Objectives:
A) In the excerpt on children's body safety, which languages does Maya's Amma on YouTube offer resources in?
B) From the excerpt on children's body safety, transcribe the stretch from "Staff logistics: How" through "of the child!".

Excerpt:
Teaching children about their body: Do they hold any age-appropriate educational sessions with children on body safety, through TRAINED professionals? Note that improper sex education by untrained people cannot be considered an effective tool to prevent CSA.

School-parent collaboration: How do they collaborate with parents whose children appear distressed and exhibit behavioral changes? This is a tricky area, especially for younger children like the girl in this specific incident. They are not at the age where they can effectively verbalize what troubles them. But this does not absolve the school of its responsibility towards every child’s emotional well-being.

Staff logistics: How do they handle staff shortages or the absence of regular staff? Do they have remedial/substitute teachers who are equally trained and qualified to monitor children?

Teacher-student ratio: What is the teacher-student ratio, and how do they ensure that every child in the class gets due attention from the staff? It is unacceptable that the staff, in this case, did not even realize the absence of the child!

Sex Education is more nuanced than the simplistic ‘good touch/bad touch’

We cannot expect our children to understand the concept of body safety after a single conversation with them. Sex education is a deeply nuanced topic that encompasses several other aspects such as bodily autonomy, boundaries, and age-appropriate education on sexuality among others. Considering how most of us never received appropriate sex-ed as children, it would be imperative that we educate ourselves BEFORE talking to our children.

When people started realizing the importance of educating children about body safety, a mere conversation about “good touch, bad touch” was considered sufficient. However, considering how sexual predators choose their victims and groom them before abusing them sexually, it is important to shift our focus beyond this simplistic view. Maya’s Amma on YouTube has some resources on this topic in Tamil and Malayalam. Aware India has a video in English to help parents talk to their children about Sexuality Education.

Keeping communication channels open with children is key to keeping them safe

Parents are often confused about how to balance their stressful work lives and give their children the attention they deserve. It would help to understand that consistent, quality time with children beats quantity, hands down.

Data:
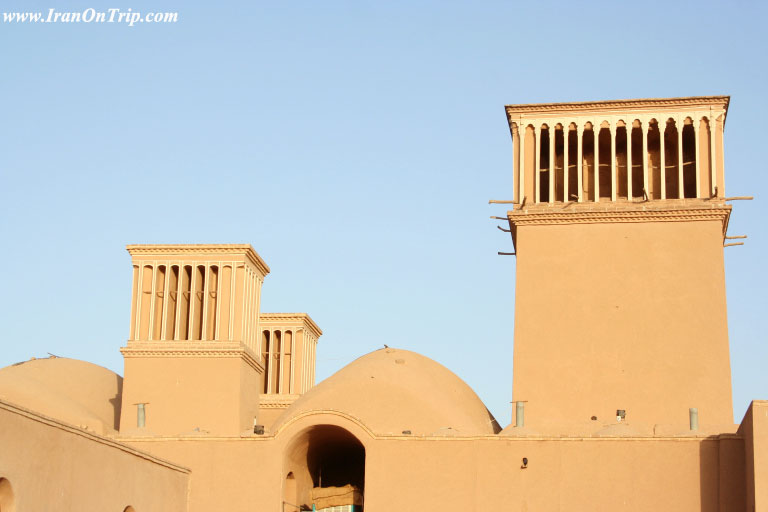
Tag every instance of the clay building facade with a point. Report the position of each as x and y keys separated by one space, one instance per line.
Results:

...

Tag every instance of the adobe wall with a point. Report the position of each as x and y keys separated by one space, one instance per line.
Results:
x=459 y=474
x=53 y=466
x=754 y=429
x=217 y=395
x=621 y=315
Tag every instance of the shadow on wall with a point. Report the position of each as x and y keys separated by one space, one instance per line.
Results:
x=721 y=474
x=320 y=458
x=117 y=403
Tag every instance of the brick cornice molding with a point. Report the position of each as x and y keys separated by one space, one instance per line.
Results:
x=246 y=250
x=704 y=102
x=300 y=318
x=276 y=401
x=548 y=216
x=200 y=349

Responses to the exercise:
A) Tamil and Malayalam.

B)
Staff logistics: How do they handle staff shortages or the absence of regular staff? Do they have remedial/substitute teachers who are equally trained and qualified to monitor children?

Teacher-student ratio: What is the teacher-student ratio, and how do they ensure that every child in the class gets due attention from the staff? It is unacceptable that the staff, in this case, did not even realize the absence of the child!